Text |
▬▬▬▬▬▬▬▬▬▬

The Great Plague 1665 – the Black Death
by Ben Johnson
In two successive years of the 17th century London suffered two terrible disasters. In the spring and summer of 1665 an outbreak of Bubonic Plague spread from parish to parish until thousands had died and the huge pits dug to receive the bodies were full. In 1666 the Great Fire of London destroyed much of the centre of London, but also helped to kill off some of the black rats and fleas that carried the plague bacillus.
Bubonic Plague was known as the Black Death and had been known in England for centuries. It was a ghastly disease. The victim’s skin turned black in patches and inflamed glands or ‘buboes’ in the groin, combined with compulsive vomiting, swollen tongue and splitting headaches made it a horrible, agonizing killer.
The plague started in the East, possibly China, and quickly spread through Europe. Whole communities were wiped out and corpses littered the streets as there was no one left to bury them.
Buboes in a victim of plague
It began in London in the poor, overcrowded parish of St. Giles-in-the-Field. It started slowly at first but by May of 1665, 43 had died. In June 6137 people died, in July 17036 people and at its peak in August, 31159 people died. In all, 15% of the population perished during that terrible summer.

▬▬▬▬▬▬▬▬▬▬

Your objective | Extract the whole Great Plague text without changing a single word. The rows have nothing to do with this.

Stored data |
▬▬▬▬▬▬▬▬▬▬

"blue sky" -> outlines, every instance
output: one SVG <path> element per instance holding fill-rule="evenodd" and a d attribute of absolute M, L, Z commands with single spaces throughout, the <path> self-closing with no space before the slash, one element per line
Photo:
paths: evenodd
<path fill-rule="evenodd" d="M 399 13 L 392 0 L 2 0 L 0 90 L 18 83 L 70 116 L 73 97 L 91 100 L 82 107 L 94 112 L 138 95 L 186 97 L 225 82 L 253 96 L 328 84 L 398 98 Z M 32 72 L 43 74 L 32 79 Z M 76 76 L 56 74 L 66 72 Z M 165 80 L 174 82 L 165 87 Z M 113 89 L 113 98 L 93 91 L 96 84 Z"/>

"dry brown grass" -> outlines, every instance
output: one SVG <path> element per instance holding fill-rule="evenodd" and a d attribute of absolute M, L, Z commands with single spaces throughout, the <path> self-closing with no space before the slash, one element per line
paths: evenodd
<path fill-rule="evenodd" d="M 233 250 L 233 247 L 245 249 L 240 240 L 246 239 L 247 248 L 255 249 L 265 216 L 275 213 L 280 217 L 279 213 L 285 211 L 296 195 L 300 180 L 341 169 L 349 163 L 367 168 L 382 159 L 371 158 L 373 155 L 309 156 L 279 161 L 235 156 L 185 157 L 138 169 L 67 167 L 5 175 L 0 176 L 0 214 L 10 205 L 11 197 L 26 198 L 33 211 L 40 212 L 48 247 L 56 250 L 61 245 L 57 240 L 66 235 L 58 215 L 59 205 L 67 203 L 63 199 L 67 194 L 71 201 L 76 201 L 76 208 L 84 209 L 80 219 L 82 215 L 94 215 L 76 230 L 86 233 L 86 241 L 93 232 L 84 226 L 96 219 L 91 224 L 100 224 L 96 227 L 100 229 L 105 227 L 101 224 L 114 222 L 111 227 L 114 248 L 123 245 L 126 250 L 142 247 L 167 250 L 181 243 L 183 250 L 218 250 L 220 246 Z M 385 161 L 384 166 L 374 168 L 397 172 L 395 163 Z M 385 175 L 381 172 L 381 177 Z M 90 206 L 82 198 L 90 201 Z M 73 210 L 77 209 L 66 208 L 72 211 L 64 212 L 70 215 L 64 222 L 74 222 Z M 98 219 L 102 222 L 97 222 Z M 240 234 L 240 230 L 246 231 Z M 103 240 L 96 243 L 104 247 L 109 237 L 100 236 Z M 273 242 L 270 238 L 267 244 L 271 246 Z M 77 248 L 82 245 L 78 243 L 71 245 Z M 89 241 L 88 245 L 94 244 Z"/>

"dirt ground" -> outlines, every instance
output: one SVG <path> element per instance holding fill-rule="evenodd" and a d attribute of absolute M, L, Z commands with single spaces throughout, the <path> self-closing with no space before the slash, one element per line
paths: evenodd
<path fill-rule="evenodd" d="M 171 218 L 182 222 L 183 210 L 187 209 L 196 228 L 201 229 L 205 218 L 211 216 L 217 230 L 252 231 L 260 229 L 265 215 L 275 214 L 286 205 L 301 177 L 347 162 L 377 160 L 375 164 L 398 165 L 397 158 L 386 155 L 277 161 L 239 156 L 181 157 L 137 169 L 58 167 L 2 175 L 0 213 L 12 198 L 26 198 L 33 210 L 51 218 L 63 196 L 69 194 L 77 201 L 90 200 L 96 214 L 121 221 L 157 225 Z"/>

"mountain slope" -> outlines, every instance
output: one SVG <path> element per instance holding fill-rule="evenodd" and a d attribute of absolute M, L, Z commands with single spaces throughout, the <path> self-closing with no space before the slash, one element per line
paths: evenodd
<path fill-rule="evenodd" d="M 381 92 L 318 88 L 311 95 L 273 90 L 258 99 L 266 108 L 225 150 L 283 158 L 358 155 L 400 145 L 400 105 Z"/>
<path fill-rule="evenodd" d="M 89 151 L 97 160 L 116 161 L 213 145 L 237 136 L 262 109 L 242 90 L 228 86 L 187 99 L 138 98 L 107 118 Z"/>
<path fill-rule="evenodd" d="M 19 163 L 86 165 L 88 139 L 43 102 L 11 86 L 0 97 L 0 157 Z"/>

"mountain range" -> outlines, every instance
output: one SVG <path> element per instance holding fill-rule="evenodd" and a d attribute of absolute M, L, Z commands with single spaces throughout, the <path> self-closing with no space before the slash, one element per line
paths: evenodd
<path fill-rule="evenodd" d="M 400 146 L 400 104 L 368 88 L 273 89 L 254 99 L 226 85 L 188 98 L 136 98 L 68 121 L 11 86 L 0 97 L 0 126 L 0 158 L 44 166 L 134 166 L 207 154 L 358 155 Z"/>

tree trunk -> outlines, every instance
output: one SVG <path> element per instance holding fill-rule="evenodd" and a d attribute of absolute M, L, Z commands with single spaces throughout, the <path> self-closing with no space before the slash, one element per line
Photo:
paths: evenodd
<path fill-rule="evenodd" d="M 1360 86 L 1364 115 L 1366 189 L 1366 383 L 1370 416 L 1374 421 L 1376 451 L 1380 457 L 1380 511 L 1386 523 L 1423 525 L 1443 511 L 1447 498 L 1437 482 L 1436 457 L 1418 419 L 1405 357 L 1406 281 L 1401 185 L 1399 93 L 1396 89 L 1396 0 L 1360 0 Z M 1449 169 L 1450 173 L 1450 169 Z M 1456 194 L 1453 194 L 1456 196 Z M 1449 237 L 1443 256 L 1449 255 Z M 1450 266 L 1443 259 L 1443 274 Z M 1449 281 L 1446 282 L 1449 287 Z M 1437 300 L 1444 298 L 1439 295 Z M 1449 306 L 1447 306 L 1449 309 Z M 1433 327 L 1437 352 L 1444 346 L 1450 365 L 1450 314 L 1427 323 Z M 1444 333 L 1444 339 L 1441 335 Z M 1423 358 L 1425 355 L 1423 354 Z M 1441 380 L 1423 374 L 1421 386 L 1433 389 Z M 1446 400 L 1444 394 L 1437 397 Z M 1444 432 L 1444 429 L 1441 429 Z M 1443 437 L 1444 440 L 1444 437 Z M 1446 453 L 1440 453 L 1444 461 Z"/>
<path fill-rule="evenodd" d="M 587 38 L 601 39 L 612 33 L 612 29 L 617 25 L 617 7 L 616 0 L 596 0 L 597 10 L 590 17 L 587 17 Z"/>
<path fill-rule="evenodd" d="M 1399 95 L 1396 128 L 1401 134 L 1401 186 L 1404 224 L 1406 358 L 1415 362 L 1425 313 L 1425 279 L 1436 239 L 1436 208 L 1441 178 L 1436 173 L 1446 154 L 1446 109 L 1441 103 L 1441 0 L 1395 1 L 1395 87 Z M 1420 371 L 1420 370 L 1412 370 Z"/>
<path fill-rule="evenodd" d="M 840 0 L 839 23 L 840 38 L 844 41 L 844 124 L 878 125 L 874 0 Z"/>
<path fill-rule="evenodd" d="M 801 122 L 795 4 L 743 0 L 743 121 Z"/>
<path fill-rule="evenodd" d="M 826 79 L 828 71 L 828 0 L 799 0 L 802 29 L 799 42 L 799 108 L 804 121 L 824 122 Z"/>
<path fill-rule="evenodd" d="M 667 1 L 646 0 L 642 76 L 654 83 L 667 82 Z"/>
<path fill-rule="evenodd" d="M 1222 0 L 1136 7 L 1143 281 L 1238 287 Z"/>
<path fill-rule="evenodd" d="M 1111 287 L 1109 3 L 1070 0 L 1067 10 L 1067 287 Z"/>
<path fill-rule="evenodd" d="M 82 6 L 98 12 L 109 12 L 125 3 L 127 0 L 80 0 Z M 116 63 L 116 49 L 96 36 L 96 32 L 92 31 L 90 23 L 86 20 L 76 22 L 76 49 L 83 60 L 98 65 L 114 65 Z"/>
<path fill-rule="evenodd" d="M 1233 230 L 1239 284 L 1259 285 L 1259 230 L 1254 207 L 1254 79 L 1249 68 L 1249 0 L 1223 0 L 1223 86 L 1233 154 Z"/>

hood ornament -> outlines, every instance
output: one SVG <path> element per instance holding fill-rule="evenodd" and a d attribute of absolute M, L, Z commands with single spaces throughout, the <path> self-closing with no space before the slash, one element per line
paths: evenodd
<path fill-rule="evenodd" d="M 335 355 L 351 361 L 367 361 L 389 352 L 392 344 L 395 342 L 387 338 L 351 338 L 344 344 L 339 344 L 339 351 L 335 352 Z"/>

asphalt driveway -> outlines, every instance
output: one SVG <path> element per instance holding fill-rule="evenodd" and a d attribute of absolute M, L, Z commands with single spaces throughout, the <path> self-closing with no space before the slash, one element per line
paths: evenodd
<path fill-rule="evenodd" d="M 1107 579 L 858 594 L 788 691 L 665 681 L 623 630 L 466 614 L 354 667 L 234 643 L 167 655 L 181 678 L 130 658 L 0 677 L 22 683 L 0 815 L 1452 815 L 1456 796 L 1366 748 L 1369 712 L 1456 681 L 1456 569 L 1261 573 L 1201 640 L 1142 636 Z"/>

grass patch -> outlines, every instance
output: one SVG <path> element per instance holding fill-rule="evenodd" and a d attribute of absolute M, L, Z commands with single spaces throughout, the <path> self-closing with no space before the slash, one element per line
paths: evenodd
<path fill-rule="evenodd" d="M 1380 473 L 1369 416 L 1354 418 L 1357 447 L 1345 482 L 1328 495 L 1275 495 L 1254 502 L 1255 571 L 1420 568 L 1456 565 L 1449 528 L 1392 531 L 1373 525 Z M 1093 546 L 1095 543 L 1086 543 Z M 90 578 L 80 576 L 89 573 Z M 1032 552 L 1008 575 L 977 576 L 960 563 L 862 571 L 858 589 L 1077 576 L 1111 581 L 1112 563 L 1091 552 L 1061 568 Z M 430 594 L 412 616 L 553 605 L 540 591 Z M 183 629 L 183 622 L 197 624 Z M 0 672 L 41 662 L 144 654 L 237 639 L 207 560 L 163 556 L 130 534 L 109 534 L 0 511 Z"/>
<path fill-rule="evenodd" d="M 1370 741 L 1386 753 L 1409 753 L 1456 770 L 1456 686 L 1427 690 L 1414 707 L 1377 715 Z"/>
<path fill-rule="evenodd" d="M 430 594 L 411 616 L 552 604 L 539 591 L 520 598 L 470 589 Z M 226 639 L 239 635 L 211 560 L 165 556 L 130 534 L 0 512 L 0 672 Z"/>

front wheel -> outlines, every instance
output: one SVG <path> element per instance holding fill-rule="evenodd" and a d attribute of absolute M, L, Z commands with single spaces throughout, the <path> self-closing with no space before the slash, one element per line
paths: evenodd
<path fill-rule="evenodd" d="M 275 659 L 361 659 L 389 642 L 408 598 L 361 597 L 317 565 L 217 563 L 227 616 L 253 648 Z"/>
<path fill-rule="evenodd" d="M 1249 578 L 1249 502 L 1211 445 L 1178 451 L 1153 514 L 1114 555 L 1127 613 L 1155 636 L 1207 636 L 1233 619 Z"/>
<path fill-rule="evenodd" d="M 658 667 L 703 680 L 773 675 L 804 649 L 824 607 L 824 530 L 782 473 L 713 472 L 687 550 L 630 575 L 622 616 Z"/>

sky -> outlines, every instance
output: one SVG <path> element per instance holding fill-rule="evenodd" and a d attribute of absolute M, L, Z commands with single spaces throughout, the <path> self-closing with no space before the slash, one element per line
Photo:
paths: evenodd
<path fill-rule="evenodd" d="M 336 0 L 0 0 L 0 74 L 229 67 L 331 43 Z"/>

▬▬▬▬▬▬▬▬▬▬

Task output |
The Great Plague 1665 – the Black Death
by Ben Johnson
In two successive years of the 17th century London suffered two terrible disasters. In the spring and summer of 1665 an outbreak of Bubonic Plague spread from parish to parish until thousands had died and the huge pits dug to receive the bodies were full. In 1666 the Great Fire of London destroyed much of the centre of London, but also helped to kill off some of the black rats and fleas that carried the plague bacillus.
Bubonic Plague was known as the Black Death and had been known in England for centuries. It was a ghastly disease. The victim’s skin turned black in patches and inflamed glands or ‘buboes’ in the groin, combined with compulsive vomiting, swollen tongue and splitting headaches made it a horrible, agonizing killer.
The plague started in the East, possibly China, and quickly spread through Europe. Whole communities were wiped out and corpses littered the streets as there was no one left to bury them.
Buboes in a victim of plague
It began in London in the poor, overcrowded parish of St. Giles-in-the-Field. It started slowly at first but by May of 1665, 43 had died. In June 6137 people died, in July 17036 people and at its peak in August, 31159 people died. In all, 15% of the population perished during that terrible summer.